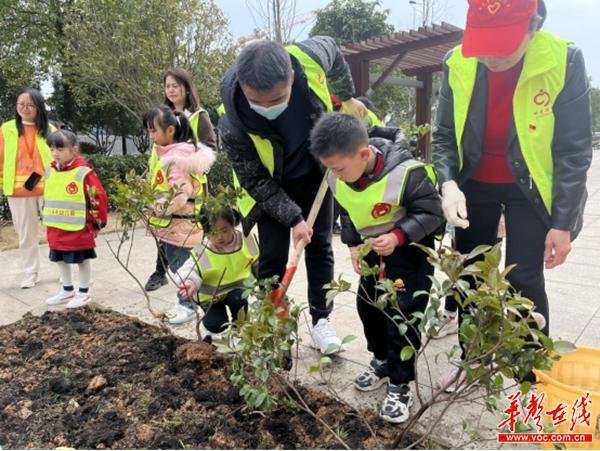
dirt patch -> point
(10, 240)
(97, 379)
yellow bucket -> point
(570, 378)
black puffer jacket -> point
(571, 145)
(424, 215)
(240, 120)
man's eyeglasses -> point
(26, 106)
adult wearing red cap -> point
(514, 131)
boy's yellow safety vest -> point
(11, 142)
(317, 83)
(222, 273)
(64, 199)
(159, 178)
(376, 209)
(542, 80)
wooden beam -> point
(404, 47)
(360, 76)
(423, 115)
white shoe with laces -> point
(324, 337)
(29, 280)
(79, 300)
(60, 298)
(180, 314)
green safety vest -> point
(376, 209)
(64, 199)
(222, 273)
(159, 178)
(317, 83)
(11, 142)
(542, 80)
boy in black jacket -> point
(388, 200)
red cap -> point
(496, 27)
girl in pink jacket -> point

...

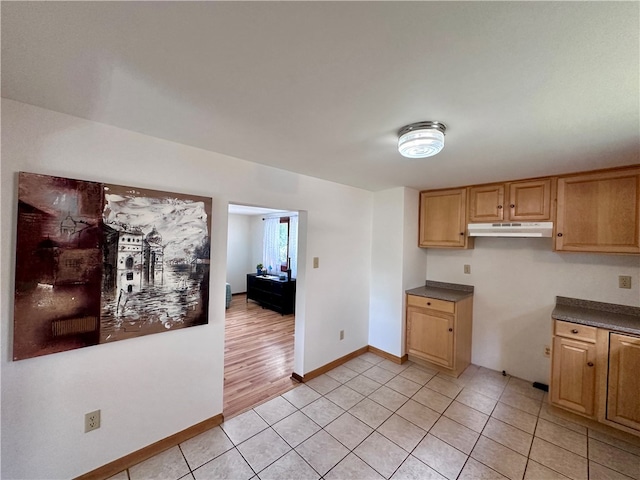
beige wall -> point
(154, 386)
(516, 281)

_Instructions to follow_
Filter the data above and copy every line that contains the word "vest".

_Final answer_
boy's yellow safety vest -> point
green safety vest -> point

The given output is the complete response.